Your response should reproduce every line of the entries that contains the word "from".

### Given data
=-=-=-=-=
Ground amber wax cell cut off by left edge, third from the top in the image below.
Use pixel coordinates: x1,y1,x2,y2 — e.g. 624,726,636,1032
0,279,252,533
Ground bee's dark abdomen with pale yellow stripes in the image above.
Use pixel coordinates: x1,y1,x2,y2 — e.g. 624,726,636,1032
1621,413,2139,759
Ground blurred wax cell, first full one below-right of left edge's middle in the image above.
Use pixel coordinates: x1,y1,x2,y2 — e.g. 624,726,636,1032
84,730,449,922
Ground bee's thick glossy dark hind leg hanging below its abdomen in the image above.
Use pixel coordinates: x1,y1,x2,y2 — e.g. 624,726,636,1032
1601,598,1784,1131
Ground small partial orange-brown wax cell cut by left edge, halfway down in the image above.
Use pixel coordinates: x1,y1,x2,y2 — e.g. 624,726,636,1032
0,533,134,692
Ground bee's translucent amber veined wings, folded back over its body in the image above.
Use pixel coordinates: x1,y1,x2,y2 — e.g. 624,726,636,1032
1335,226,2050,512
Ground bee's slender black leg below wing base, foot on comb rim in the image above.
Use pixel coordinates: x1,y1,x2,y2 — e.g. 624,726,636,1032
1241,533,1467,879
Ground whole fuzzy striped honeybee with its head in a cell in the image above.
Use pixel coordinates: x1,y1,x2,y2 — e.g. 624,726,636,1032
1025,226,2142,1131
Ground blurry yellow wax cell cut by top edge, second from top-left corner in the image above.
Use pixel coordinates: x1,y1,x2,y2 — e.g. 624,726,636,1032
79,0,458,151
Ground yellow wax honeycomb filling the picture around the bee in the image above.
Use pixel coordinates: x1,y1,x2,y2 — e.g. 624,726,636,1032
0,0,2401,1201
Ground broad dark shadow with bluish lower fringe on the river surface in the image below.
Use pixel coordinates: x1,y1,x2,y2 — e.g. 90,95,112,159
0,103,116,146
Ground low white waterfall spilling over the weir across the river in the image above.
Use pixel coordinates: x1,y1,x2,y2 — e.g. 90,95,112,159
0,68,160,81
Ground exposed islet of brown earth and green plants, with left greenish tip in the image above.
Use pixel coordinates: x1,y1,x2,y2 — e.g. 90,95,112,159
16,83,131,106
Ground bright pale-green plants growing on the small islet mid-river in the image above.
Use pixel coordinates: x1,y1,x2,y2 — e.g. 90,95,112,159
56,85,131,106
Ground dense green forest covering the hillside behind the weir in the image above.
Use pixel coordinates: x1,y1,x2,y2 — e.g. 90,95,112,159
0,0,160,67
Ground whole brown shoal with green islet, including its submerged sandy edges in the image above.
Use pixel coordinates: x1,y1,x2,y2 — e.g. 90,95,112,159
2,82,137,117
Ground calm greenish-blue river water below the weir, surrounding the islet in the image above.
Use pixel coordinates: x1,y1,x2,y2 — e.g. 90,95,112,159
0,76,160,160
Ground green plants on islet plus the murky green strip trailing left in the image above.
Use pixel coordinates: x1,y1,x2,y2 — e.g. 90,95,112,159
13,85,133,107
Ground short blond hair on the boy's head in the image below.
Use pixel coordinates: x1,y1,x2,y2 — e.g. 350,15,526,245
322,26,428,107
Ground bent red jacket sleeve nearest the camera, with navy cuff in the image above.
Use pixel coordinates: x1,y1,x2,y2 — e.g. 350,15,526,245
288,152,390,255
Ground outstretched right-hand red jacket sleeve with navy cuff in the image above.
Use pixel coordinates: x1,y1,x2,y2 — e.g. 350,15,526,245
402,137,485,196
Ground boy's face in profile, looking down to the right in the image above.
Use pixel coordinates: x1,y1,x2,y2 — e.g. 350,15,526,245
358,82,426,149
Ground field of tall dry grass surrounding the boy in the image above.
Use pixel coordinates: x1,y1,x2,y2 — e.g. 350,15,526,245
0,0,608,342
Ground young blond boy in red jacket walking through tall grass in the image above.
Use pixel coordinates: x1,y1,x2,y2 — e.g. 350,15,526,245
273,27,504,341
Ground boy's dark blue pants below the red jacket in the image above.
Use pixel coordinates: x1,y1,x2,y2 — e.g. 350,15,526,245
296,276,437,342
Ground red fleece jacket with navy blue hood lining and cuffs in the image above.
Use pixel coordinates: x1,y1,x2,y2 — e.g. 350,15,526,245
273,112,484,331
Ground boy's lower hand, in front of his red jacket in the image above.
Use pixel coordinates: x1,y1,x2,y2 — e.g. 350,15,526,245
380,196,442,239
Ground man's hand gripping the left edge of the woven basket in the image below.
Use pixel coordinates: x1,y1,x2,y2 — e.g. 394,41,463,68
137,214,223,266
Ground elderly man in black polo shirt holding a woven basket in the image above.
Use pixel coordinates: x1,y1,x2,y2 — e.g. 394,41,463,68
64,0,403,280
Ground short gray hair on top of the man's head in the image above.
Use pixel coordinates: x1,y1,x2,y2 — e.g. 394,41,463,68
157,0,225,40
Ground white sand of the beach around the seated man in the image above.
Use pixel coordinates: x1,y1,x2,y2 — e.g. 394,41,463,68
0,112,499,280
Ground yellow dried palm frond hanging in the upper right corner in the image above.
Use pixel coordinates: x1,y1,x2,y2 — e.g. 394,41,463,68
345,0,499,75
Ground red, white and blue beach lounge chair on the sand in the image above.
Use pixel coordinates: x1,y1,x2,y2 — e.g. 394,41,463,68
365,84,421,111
=-=-=-=-=
### Result
Ground amber wax cell cut off by left edge, third from the top in the image below.
Ground blurry yellow wax cell cut by top edge, second from top-left corner in the image above.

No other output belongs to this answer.